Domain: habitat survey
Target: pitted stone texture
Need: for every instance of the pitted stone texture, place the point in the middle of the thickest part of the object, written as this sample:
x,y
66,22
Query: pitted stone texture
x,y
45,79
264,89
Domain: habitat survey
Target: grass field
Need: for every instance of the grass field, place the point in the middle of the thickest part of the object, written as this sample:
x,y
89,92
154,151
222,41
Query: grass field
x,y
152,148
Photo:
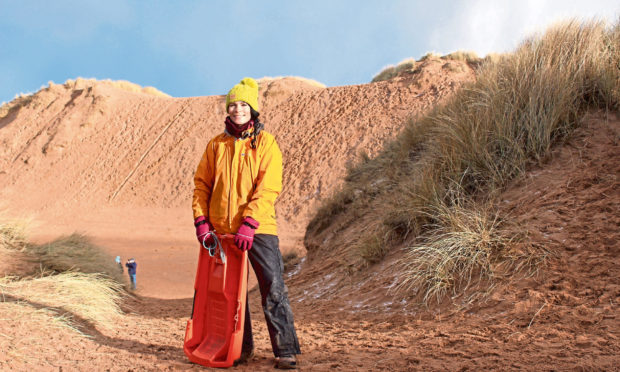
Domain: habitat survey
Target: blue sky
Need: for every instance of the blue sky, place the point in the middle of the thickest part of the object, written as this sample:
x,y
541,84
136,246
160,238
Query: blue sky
x,y
201,47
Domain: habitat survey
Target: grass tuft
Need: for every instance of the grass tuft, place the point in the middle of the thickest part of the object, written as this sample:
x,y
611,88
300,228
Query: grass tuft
x,y
428,183
75,252
91,297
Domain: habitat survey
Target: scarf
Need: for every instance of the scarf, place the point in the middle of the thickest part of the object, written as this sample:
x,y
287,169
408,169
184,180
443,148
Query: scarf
x,y
237,130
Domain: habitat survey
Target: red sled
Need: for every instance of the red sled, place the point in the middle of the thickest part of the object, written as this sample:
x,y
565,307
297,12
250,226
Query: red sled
x,y
214,333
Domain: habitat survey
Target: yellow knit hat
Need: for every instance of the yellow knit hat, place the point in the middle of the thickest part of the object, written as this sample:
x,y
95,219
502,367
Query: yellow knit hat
x,y
246,91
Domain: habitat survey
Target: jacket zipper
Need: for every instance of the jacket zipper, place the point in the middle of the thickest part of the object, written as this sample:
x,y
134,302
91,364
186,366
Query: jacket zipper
x,y
232,161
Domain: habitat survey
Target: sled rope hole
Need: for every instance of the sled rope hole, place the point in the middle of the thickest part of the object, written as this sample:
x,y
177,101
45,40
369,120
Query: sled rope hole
x,y
212,248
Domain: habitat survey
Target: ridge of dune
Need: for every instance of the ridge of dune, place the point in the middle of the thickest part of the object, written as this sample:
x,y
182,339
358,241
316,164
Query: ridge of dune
x,y
96,158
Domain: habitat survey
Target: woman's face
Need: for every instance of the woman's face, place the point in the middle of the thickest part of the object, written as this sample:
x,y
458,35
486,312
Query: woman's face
x,y
239,112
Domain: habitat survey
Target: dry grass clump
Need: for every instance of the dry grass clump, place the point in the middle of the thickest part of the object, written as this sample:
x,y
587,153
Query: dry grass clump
x,y
460,248
469,148
75,252
91,297
407,65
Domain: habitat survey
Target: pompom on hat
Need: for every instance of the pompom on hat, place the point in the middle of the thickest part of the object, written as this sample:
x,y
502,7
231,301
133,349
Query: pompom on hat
x,y
246,91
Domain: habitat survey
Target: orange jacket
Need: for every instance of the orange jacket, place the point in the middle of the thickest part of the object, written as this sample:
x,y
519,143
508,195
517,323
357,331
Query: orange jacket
x,y
234,181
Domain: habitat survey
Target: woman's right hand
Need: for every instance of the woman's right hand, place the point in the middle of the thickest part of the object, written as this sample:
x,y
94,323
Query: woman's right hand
x,y
203,226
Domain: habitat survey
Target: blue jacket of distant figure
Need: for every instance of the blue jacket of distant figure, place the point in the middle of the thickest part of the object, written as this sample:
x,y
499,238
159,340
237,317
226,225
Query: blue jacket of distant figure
x,y
131,267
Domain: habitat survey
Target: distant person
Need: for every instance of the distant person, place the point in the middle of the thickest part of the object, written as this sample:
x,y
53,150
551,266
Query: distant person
x,y
236,185
119,264
131,270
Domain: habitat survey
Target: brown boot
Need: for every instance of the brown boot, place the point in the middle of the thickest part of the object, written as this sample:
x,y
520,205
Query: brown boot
x,y
287,362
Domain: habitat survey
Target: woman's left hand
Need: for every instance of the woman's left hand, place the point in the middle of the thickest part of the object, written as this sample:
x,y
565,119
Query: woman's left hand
x,y
245,234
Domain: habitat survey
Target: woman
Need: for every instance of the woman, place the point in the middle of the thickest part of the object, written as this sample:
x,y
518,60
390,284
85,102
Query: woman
x,y
236,184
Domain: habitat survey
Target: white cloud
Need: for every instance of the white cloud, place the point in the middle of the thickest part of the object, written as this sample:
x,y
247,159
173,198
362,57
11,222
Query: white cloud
x,y
486,26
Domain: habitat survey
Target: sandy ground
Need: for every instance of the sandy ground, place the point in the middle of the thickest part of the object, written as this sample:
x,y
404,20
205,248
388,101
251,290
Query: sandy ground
x,y
131,195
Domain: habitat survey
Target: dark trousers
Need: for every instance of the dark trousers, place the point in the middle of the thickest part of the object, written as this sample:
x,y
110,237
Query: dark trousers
x,y
266,261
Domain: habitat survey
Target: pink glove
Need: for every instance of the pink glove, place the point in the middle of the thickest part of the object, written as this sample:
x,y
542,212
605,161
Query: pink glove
x,y
245,234
203,226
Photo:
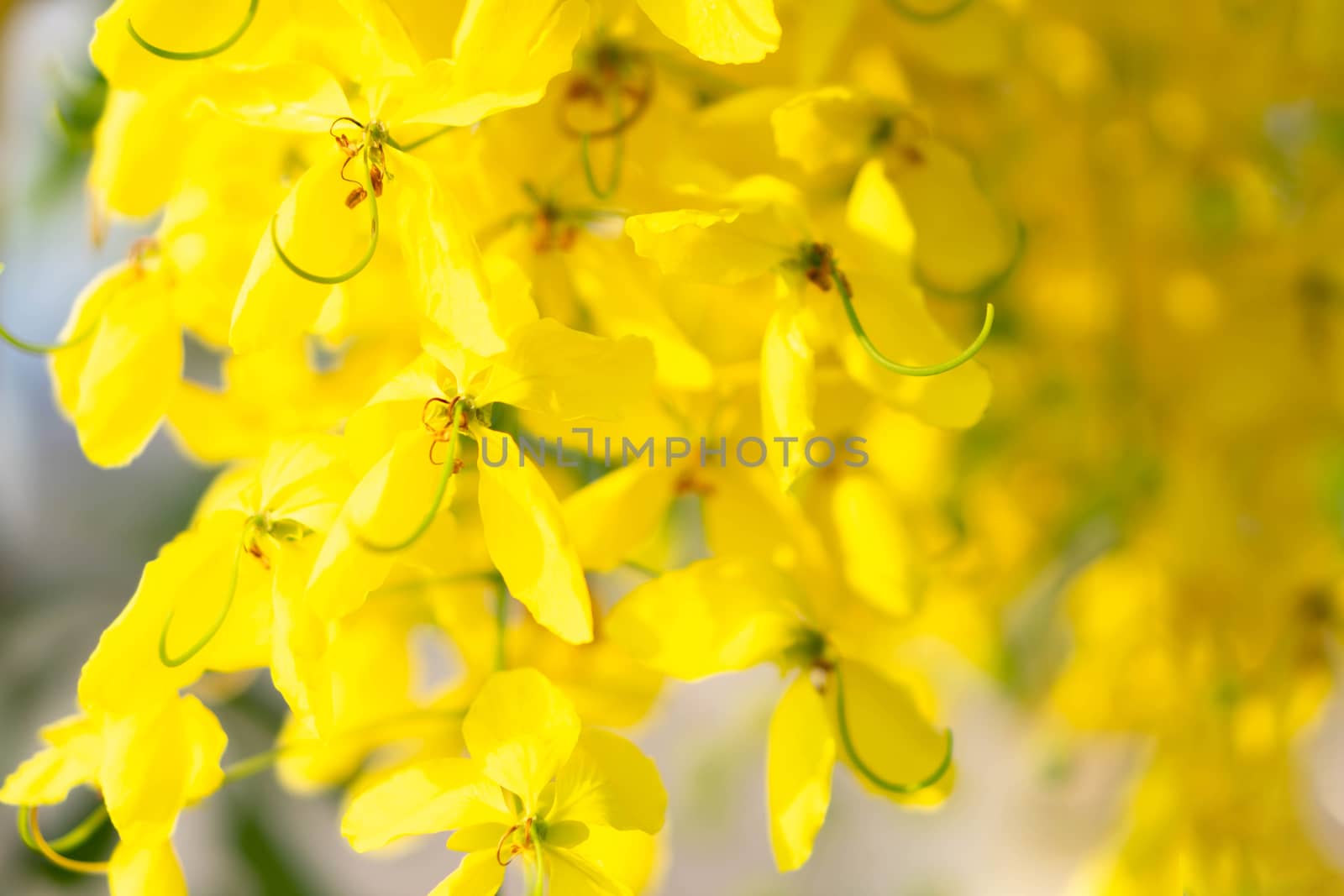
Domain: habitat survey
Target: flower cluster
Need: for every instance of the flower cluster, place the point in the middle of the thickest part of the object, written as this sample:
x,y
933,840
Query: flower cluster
x,y
732,264
412,228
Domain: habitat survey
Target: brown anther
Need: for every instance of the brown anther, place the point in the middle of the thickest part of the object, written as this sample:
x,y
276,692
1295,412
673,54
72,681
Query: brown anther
x,y
253,548
689,484
618,76
582,89
499,849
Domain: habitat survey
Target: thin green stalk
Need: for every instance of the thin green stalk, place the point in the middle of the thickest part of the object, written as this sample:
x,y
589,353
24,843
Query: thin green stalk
x,y
172,663
192,55
929,16
933,369
864,768
441,490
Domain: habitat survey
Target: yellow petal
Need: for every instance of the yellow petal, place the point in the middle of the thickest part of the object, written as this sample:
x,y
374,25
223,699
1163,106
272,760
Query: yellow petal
x,y
522,730
139,869
714,616
528,544
156,762
504,56
618,513
582,873
609,782
281,96
800,759
961,241
131,174
190,579
319,234
423,799
479,875
118,387
175,27
874,544
827,128
877,211
569,374
890,734
725,33
441,257
49,777
727,246
900,324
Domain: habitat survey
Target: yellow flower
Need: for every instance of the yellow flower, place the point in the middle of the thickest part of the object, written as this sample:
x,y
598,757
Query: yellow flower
x,y
148,765
537,785
730,614
414,425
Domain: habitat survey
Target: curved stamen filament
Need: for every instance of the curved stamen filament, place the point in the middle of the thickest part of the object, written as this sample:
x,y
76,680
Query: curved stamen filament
x,y
172,663
360,265
55,857
927,16
643,94
933,369
176,55
864,768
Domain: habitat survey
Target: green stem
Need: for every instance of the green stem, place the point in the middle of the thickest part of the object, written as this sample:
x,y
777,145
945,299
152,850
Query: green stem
x,y
862,768
933,369
642,569
49,348
434,580
172,663
360,266
617,160
416,144
617,134
929,16
176,55
501,627
441,490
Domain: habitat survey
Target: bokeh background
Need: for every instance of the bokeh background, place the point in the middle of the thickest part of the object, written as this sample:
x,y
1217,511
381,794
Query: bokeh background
x,y
1037,805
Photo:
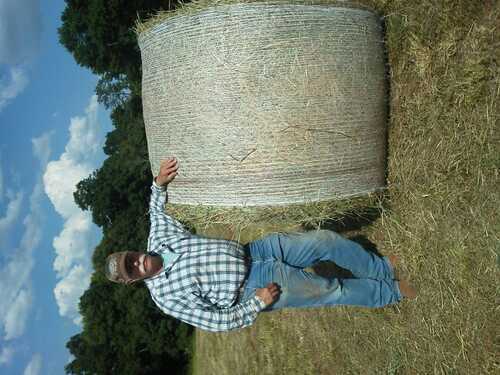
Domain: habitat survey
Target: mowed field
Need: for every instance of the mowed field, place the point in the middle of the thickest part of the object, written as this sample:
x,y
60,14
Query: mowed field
x,y
440,215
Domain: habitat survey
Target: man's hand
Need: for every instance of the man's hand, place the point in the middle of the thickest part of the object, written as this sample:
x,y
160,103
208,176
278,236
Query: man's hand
x,y
269,294
168,171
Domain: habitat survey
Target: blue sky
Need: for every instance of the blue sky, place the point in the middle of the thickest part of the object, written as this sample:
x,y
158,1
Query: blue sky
x,y
51,135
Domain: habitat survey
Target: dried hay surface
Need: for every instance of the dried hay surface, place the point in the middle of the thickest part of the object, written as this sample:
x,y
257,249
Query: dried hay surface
x,y
267,104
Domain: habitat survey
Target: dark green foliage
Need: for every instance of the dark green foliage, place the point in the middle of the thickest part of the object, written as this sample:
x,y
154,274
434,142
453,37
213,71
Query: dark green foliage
x,y
123,331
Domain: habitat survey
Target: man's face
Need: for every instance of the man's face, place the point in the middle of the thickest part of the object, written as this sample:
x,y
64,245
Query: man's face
x,y
138,265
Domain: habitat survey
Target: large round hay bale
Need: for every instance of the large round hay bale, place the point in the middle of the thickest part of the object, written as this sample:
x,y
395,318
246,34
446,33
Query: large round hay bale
x,y
267,104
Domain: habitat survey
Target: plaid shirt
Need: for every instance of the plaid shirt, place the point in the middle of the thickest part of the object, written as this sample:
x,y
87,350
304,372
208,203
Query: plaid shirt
x,y
201,286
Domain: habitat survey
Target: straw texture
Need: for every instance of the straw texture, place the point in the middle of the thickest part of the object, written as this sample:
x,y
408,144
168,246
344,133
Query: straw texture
x,y
267,104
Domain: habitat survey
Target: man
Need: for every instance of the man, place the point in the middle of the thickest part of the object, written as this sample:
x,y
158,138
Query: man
x,y
220,285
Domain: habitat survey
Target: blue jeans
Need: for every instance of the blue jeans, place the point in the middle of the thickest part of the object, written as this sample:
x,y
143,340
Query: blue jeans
x,y
281,257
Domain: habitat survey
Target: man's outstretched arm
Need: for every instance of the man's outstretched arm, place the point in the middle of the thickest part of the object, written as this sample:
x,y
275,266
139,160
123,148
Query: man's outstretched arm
x,y
161,223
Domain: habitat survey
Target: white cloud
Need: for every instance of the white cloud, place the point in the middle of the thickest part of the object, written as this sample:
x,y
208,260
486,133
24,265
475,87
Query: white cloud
x,y
11,215
34,366
20,30
75,243
17,83
15,320
6,355
79,159
69,290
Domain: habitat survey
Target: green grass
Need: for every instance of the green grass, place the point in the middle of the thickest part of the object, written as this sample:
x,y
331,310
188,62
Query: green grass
x,y
440,214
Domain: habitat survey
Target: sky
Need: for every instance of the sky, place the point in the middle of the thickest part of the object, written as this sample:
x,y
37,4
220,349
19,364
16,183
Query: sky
x,y
51,135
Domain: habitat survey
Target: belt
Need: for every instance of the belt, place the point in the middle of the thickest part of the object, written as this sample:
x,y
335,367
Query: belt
x,y
248,266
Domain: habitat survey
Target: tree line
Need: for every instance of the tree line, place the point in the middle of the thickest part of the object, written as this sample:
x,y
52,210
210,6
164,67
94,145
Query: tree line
x,y
123,331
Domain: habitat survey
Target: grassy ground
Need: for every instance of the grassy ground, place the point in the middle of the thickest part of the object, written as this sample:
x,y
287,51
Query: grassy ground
x,y
440,215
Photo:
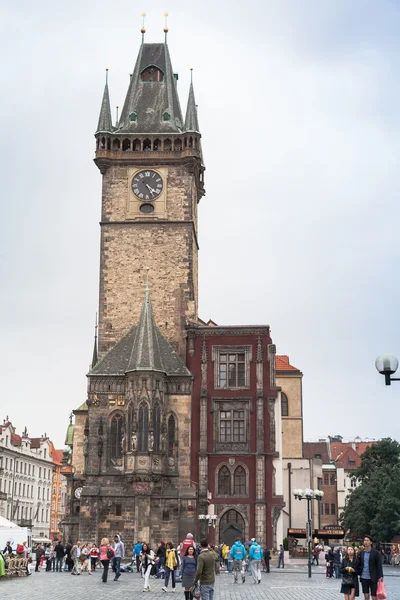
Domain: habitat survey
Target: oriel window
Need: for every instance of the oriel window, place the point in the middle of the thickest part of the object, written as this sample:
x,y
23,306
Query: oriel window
x,y
232,370
116,437
232,426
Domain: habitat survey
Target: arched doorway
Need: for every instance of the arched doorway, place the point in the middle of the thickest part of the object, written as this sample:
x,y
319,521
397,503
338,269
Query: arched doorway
x,y
231,526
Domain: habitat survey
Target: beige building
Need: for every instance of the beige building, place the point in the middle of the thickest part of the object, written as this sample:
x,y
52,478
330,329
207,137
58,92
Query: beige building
x,y
298,471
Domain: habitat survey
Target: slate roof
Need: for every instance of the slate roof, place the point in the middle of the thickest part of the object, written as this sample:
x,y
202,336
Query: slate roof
x,y
282,363
105,120
143,348
311,449
191,119
150,99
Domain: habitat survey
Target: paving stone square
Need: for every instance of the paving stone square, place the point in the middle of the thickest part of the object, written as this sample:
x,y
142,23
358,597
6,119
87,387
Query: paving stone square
x,y
291,584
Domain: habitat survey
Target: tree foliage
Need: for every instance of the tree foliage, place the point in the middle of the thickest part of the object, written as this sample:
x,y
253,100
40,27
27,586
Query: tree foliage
x,y
374,506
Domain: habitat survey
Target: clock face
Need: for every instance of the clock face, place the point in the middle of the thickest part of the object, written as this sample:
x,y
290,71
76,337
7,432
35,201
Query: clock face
x,y
147,185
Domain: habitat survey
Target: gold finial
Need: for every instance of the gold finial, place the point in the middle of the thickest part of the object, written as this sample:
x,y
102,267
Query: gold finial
x,y
166,25
143,30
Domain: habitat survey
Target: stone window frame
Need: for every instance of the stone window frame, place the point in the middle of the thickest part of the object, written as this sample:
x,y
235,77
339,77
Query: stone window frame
x,y
284,404
232,469
247,349
223,404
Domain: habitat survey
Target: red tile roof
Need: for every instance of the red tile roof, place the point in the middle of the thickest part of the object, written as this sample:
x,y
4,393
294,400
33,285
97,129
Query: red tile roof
x,y
338,449
311,449
282,363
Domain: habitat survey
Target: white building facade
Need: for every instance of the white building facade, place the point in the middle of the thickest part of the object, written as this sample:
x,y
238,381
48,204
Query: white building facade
x,y
26,472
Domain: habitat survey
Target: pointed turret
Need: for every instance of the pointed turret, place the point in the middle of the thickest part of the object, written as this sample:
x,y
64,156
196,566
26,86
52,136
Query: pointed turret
x,y
152,103
105,120
95,355
191,120
143,348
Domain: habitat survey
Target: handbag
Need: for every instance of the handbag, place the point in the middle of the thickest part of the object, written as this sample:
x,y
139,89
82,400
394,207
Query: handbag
x,y
381,591
348,579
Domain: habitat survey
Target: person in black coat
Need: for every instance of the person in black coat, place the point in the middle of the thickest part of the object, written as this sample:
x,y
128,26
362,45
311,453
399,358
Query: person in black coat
x,y
267,558
350,569
371,571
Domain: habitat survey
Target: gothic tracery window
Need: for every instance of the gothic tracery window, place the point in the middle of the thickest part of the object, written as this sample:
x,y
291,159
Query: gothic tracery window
x,y
116,431
171,435
156,427
284,405
224,481
143,428
239,482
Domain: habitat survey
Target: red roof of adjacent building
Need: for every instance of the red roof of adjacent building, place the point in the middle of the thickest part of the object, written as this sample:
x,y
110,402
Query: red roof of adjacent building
x,y
316,450
338,449
282,363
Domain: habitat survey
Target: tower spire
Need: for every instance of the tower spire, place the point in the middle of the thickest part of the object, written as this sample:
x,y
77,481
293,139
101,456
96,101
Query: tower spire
x,y
191,120
105,120
95,356
143,30
166,26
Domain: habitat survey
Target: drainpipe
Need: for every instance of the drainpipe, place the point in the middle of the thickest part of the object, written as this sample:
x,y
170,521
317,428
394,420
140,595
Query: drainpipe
x,y
290,493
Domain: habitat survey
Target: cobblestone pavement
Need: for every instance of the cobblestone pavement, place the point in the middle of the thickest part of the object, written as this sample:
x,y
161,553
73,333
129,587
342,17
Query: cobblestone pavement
x,y
277,585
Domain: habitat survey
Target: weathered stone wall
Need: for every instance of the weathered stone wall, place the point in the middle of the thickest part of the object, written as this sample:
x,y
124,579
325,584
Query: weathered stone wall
x,y
165,245
292,425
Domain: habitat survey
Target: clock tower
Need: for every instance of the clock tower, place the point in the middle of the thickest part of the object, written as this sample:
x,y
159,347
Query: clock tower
x,y
153,178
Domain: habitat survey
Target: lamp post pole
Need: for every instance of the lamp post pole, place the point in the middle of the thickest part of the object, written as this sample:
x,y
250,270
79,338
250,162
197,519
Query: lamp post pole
x,y
308,495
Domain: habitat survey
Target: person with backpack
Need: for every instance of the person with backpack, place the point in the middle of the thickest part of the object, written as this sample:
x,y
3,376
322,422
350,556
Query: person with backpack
x,y
255,557
238,554
106,554
171,563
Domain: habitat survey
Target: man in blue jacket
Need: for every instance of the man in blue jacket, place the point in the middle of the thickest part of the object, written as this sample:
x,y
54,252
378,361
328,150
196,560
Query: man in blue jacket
x,y
255,557
238,554
137,551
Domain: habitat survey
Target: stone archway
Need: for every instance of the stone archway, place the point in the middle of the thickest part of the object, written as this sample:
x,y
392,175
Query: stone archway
x,y
231,526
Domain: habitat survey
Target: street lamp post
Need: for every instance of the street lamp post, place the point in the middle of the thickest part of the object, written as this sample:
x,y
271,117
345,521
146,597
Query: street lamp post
x,y
387,365
309,495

• • • • •

#### CONSEGNA
Riporta tutte le righe delle voci qui sopra in cui compare la parola "dune".

#### RISPOSTA SCRITTA
Target: ridge of dune
Need: for every instance of the ridge of dune, place the point in the middle of the thickest part of the object, written as this sample:
Query: ridge of dune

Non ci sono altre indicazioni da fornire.